* WHAT THE TASK REQUIRES *
Report every line in the following lines that contains the string "bench", copying each one in full. Case counts.

* Saved entries *
* * * * * * *

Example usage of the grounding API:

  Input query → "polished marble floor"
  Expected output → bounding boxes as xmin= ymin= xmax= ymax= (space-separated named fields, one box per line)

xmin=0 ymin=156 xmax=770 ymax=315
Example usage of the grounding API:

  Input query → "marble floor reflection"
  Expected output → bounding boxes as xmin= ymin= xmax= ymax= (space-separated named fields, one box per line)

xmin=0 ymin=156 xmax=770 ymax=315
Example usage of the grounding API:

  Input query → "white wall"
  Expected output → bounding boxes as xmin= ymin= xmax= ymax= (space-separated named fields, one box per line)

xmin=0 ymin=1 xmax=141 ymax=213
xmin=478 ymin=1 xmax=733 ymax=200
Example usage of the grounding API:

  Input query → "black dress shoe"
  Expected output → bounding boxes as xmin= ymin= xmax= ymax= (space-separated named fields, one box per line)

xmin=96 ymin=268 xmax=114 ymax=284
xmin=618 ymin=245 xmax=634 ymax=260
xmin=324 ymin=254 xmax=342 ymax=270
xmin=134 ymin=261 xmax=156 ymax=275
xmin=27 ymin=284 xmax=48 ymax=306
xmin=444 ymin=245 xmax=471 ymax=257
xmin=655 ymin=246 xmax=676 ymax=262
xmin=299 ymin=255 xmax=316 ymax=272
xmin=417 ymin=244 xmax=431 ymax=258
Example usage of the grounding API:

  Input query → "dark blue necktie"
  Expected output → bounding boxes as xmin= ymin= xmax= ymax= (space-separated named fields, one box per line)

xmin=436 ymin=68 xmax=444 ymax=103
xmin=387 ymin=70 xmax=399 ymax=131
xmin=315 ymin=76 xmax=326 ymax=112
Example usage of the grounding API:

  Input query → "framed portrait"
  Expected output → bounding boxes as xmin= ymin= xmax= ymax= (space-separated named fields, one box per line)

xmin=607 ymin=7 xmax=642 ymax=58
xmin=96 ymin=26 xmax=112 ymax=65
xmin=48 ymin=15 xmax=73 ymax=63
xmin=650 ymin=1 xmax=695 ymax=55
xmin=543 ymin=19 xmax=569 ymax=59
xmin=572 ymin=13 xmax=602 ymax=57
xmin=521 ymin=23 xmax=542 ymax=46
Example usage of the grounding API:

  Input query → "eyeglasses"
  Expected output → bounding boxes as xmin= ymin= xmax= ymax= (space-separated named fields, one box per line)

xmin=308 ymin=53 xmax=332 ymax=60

* * * * * * *

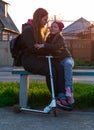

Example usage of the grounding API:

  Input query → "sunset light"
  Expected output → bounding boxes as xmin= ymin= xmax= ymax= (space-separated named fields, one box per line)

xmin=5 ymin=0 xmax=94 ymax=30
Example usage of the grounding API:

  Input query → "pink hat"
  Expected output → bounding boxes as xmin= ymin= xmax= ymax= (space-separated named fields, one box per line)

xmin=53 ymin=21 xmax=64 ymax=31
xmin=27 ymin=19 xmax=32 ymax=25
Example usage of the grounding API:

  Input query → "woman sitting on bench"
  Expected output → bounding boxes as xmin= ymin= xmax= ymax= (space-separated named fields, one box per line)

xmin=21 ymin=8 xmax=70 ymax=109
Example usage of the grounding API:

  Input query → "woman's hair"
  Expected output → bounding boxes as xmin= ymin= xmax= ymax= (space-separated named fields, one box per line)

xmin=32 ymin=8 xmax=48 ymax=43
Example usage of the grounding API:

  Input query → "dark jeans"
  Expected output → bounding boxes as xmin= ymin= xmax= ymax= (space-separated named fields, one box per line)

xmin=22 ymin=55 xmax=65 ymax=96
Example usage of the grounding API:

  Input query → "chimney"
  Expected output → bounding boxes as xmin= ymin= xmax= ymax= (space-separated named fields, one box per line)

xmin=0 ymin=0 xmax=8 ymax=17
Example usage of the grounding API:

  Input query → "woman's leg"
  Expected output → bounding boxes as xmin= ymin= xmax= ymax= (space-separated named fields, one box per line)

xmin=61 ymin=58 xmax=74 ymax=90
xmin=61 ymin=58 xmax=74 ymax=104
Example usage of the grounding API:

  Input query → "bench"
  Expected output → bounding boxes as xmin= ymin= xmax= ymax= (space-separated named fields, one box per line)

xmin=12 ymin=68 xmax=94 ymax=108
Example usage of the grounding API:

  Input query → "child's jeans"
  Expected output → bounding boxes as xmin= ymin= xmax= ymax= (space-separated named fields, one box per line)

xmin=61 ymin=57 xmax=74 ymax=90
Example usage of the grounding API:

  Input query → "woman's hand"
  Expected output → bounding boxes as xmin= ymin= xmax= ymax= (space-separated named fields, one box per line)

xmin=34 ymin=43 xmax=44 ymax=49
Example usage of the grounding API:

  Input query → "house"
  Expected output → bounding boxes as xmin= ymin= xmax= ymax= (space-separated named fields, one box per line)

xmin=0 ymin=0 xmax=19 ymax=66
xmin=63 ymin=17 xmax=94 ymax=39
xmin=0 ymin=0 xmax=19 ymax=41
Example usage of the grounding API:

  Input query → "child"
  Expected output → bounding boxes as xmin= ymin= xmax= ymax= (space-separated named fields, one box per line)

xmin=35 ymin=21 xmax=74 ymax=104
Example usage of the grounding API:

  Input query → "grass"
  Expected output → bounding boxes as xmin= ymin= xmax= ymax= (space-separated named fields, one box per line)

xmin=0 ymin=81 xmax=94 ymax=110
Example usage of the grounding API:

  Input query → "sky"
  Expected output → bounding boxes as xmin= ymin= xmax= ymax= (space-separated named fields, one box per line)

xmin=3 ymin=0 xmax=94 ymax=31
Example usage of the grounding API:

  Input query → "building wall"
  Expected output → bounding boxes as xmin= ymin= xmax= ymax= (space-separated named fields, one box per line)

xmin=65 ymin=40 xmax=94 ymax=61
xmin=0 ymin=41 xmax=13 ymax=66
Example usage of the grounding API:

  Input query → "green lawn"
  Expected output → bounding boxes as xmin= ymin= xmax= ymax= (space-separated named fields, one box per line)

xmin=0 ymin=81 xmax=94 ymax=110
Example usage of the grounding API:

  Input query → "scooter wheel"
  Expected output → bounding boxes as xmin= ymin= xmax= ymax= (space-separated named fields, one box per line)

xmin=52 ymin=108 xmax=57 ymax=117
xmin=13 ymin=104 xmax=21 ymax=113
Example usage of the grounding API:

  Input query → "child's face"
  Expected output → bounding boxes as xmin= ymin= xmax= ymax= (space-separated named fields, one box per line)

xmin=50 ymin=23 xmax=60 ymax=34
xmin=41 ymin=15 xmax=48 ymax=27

* * * * * * *

* FULL ANSWER *
  Input query → "woman sitting on bench"
  Input query → "bench"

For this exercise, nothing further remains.